## [Trecho selecionado]
Vejamos o significado da expressão calcada, do verbo calcar. Segundo nosso Dicionário Escolar da Língua Portuguesa LUFT da editora ática (2005), temos:

CALCAR: pisar com os pés; esmagar; comprimir; Decalcar, modelar;

Pensamos que essa expressão pode confundir e levar o leitor a considerar que o perispírito modela o corpo físico, uma vez que é possível encontrar essa expressão em nosso vernáculo conforme demonstrado. Contudo, neste ensaio buscando-se no original em Francês da Revue Spirite Mai 1858 vamos encontrar o seguinte:

c'est pourquoi la forme qu'elle prend, bien que calquée sur celle du corps, n'est pas absolue;”

Que, para nossa surpresa, vamos encontrar uma informação que faz toda a diferença para nossa compreensão. Vejamos:


“é por isso que a forma que assume, embora modelada na do corpo, não é absoluta”.

Chama nossa atenção a tradução que nos induz pensar que o perispírito é apertado sobre a forma do corpo, modelando-o, quando, na tradução ora apresentada temos que a forma perispiritual é modelada na forma do corpo físico.

É assim que nós entendemos neste ensaio, pois, há uma sensível diferença entre “apertar a forma perispiritual sobre a forma do corpo” (que induziu a ideia de ‘perispírito modelando o corpo') com 'a forma perispiritual é modelada na forma do corpo'.

Corrobora com nossa teoria, segundo o até aqui apresentado, uma Tabeleau de l’avie Spirite (Quadro da Vida Espírita) onde o Codificador nos apresenta a seguinte afirmação:

“mais ce corps n’a pointe nos organes et ne peut ressentir toutes nos impressions”.

Tradução:

“este corpo não possui nossos órgãos e não pode sentir todas as nossas impressões”.

Ora, se fosse, digamos assim, o modelador do corpo físico, seria lícito raciocinar que seriam “impressos” todos os órgãos também. Ocorre que a frase anterior a essa ora mencionada elucida, a nosso ver, o conjunto de indagações, uma vez que no original temos:

“L'enveloppe semi-matérielle de l'Esprit constitue une sorte de corps d'une forme définie, limitée et analogue à la nôtre”

Onde:

“o invólucro semimaterial do Espírito constitui uma espécie de corpo de forma definida e limitada, análoga à nossa”.

Segundo o mesmo dicionário anteriormente citado vamos encontrar para análogo (a), expressão relativa à analogia, o seguinte significado: semelhança entre duas coisas sob certos aspectos. Análogo não é, sem qualquer dúvida, a mesma coisa. A analogia citada é quanto a se tratar de uma forma definida e limitada, contudo, o corpo físico é de matéria rígida enquanto o perispírito é flexível e expansível.

Não é razoável pensar que perispírito e corpo físico se prestam ao mesmo papel, tal qual é a ideia de que ambos possuam órgãos. Construímos nosso pensamento sobre três aspectos:

a) Deus teria criado uma dessas formas inutilmente e Deus nada cria que não tenha propósito;

b) Qual a explicação racional para existência dos mesmos órgãos para manifestação do Espírito na matéria e no mundo espiritual?

## [Tarefa proposta A]
Responda com base no texto sobre o perispírito:
(i) Qual dicionário é consultado para o significado de "calcar"?
(ii) Em qual edição da Revue Spirite se busca o original em francês?
(iii) Segundo o texto, como se diferenciam o corpo físico e o perispírito quanto à matéria?
## [Tarefa proposta B]
Reproduza o trecho do texto sobre o perispírito desde "Segundo o mesmo" até "no mundo espiritual?".
## [Tarefa proposta C]
Retome o texto sobre o perispírito a partir do ponto em que ele para.
O material a seguir não tem relação com o texto sobre o perispírito.

## [Extrato de dados]

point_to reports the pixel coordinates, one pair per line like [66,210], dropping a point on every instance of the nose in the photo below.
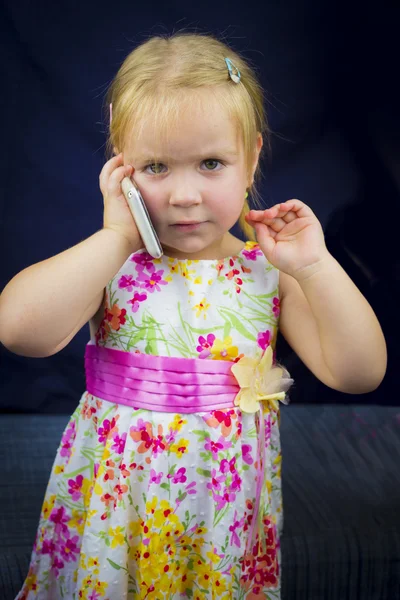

## [Resultado final A]
(i) O Dicionário Escolar da Língua Portuguesa LUFT, da editora Ática (2005).
(ii) Na edição de maio de 1858 (Mai 1858).
(iii) O corpo físico é de matéria rígida, enquanto o perispírito é flexível e expansível.

## [Resultado final B]
Segundo o mesmo dicionário anteriormente citado vamos encontrar para análogo (a), expressão relativa à analogia, o seguinte significado: semelhança entre duas coisas sob certos aspectos. Análogo não é, sem qualquer dúvida, a mesma coisa. A analogia citada é quanto a se tratar de uma forma definida e limitada, contudo, o corpo físico é de matéria rígida enquanto o perispírito é flexível e expansível.

Não é razoável pensar que perispírito e corpo físico se prestam ao mesmo papel, tal qual é a ideia de que ambos possuam órgãos. Construímos nosso pensamento sobre três aspectos:

a) Deus teria criado uma dessas formas inutilmente e Deus nada cria que não tenha propósito;

b) Qual a explicação racional para existência dos mesmos órgãos para manifestação do Espírito na matéria e no mundo espiritual?

## [Resultado final C]
c) Acaso exista explicação plausível para a indagação anterior, Allan Kardec errou ao afirmar que a matéria tinha que ser o objeto da atividade do Espírito para o desenvolvimento de suas faculdades e, por isso, teria que habitá-la usando corpos organizados para sua manifestação e ação. Simplesmente porque por meio do perispírito o ser faria tudo que faz na matéria.

Além do mais, se uma possível resposta advier da hipótese de que o Espírito usa o perispírito para sua manifestação no mundo espiritual e lá age e manifesta tal qual no material, volta-se à letra “c” acima, pois, perde-se todo o sentido de que o mundo material é o lugar para desenvolvimento do Espírito, vez que o faria diretamente no mundo espiritual.

Em O Livro dos Espíritos, na Questão 93, há o seguinte ensinamento: o Espírito é envolvido por uma substância vaporosa para a visão dos encarnados ao mesmo tempo em que é grosseira para visão dos Espíritos. Na Questão 95 aprendemos que o perispírito possui a forma determinada e perceptível que o Espírito, por seu arbítrio, lhe atribuir.

Neste caso, se cada Espírito atribui, por sua livre escolha, a forma que desejar ao seu perispírito, não faz sentido pretendermos que o perispírito possua órgãos tal qual o corpo físico, o qual possui rigidez para sustentar sua organização densa.

Para demonstrar que equívocos podem ser cometidos sem uma análise profunda trazemos à colação uma pergunta e sua resposta constante da RE/JUL/1858, edição da FEB (em PDF), pg. 279, onde o diálogo se desenvolve como abaixo:

7. Foi-nos dito ultimamente que os Espíritos não têm olhos; ora, se essa imagem é a reprodução do perispírito, como foi possível reproduzir os órgãos da visão?

Resp. – O perispírito não é o Espírito; a aparência, ou perispírito tem olhos, mas o Espírito não os possui. Já vos disse bem, falando do perispírito, que eu estava vivo.

Perceba que se afirma na questão que foi dito que os Espíritos não possuem órgãos da visão e, discutindo sobre uma imagem fotográfica do perispírito, questionou-se como a imagem apresentava ditos órgãos. O Espírito esclarece que o Espírito não possui órgãos, que a imagem era do perispírito e que “este tem olhos”.

Se usarmos apenas essa fonte sem qualquer questionamento é possível pensar que o perispírito possui órgãos. Mas, o Espírito comunicante faz importante afirmação: “Já vos disse bem, falando do perispírito, que eu estava vivo”.

Indo a fundo na resposta, também, extraímos a afirmação do Espírito de que a aparência, ou perispírito tem olhos”. Nesse caso, é importante recordar o significado de aparência que é: a configuração exterior de algo; aquilo que se mostra imediatamente; aspecto; exterioridade enganosa; falso indício; ilusão; dimensão superficial, exterior, ilusória da realidade, que corresponde, no âmbito da cognição humana, a todos os obstáculos que impedem a percepção plena da verdade.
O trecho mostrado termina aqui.